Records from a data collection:
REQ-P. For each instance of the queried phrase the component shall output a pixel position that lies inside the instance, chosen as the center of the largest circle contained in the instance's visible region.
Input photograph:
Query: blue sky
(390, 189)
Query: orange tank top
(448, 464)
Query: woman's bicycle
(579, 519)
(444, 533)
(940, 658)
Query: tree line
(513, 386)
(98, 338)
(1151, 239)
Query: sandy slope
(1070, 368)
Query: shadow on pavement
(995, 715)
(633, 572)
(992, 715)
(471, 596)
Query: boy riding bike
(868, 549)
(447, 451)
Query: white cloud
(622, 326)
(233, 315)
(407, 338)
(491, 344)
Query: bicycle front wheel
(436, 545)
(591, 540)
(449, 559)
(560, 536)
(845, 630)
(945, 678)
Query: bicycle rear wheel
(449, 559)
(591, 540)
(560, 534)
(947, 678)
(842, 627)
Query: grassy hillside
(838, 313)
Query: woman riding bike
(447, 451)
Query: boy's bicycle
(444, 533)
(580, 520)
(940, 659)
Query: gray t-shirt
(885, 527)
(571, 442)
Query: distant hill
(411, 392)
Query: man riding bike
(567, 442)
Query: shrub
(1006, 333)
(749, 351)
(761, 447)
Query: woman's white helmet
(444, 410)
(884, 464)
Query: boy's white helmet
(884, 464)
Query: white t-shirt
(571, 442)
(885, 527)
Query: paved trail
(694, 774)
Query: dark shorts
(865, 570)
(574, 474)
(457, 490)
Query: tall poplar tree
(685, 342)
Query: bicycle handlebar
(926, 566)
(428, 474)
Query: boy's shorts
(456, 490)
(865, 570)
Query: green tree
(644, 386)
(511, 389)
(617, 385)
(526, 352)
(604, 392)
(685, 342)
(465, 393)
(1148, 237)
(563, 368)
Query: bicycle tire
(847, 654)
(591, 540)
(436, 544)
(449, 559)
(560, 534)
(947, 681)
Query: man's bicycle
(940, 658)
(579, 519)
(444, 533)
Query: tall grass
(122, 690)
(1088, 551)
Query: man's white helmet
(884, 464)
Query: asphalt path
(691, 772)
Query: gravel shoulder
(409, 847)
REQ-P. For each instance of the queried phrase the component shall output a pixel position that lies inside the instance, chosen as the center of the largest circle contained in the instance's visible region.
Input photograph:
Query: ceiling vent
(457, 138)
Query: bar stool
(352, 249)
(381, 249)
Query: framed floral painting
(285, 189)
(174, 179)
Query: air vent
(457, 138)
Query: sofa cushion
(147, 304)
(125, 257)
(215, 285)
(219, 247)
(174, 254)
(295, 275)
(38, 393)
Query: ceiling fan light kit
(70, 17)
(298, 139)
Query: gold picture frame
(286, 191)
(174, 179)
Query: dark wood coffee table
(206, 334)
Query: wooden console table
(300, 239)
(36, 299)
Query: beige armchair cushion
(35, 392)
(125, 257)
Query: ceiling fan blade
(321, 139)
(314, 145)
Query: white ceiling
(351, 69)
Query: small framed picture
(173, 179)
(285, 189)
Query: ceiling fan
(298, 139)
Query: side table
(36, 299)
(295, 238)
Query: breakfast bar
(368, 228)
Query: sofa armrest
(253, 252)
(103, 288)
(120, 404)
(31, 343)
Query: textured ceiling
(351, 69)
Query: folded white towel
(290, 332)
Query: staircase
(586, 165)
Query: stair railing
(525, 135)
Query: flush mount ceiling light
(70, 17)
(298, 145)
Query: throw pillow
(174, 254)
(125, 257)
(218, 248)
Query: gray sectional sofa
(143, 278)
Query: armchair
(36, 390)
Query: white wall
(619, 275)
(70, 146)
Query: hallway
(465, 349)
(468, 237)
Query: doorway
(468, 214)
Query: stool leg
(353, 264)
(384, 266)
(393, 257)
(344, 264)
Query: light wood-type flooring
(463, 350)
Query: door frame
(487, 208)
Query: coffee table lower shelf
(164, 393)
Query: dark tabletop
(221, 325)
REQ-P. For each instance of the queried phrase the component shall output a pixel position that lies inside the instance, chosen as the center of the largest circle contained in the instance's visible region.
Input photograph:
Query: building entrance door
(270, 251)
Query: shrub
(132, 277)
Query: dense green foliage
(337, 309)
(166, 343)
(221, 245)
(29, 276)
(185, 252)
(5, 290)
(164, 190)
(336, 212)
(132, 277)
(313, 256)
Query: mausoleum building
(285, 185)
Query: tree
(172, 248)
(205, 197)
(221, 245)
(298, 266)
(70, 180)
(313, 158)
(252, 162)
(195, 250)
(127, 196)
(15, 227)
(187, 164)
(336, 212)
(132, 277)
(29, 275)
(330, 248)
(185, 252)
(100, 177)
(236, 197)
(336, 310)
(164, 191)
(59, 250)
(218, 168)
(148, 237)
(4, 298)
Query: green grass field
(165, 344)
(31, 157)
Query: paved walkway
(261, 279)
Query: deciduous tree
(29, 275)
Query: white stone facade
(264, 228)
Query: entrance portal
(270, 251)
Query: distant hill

WORK TO DO – Write out the data again from the line with "Query: beige armchair cushion" through the last line, swapping "armchair" for "recliner" and leaving everything else unchanged.

RESULT OF THIS TASK –
Query: beige recliner cushion
(35, 392)
(125, 257)
Query: ceiling fan blade
(321, 139)
(314, 145)
Query: white ceiling
(351, 69)
Query: small framed picture
(173, 179)
(285, 189)
Query: ceiling fan
(298, 139)
Query: side table
(36, 299)
(295, 238)
Query: breakfast bar
(368, 228)
Query: sofa armrest
(253, 252)
(103, 288)
(120, 404)
(31, 343)
Query: textured ceiling
(351, 69)
Query: folded white towel
(290, 332)
Query: staircase
(586, 165)
Query: stair railing
(525, 135)
Query: flush mount ceiling light
(70, 17)
(298, 145)
Query: throw pillow
(174, 254)
(125, 257)
(218, 248)
Query: gray sectional sofa
(143, 278)
Query: recliner
(36, 390)
Query: white wall
(619, 275)
(70, 146)
Query: hallway
(465, 349)
(468, 237)
Query: doorway
(468, 214)
Query: stool leg
(353, 264)
(384, 266)
(393, 257)
(344, 264)
Query: light wood-type flooring
(463, 350)
Query: door frame
(487, 208)
Query: coffee table lower shelf
(164, 393)
Query: dark tabletop
(221, 325)
REQ-P. For each instance of the queried phrase the component shall output a pixel position that lies inside the instance, chosen as the center of the largest circle contained in the instance's visible region.
Input photograph:
Query: building entrance door
(270, 251)
Query: shrub
(132, 277)
Query: dense green foliage
(337, 309)
(166, 343)
(221, 245)
(29, 276)
(185, 252)
(5, 290)
(164, 190)
(336, 212)
(132, 277)
(313, 256)
Query: mausoleum building
(285, 185)
Query: tree
(172, 248)
(205, 197)
(221, 245)
(298, 266)
(70, 180)
(313, 158)
(252, 162)
(195, 250)
(127, 196)
(15, 227)
(187, 164)
(336, 212)
(132, 277)
(29, 275)
(330, 248)
(185, 252)
(100, 177)
(236, 197)
(336, 310)
(164, 191)
(59, 250)
(218, 168)
(148, 237)
(4, 298)
Query: green grass field
(165, 344)
(31, 157)
Query: paved walkway
(261, 279)
Query: deciduous tree
(29, 275)
Query: white stone facade
(264, 228)
Query: entrance portal
(270, 251)
Query: distant hill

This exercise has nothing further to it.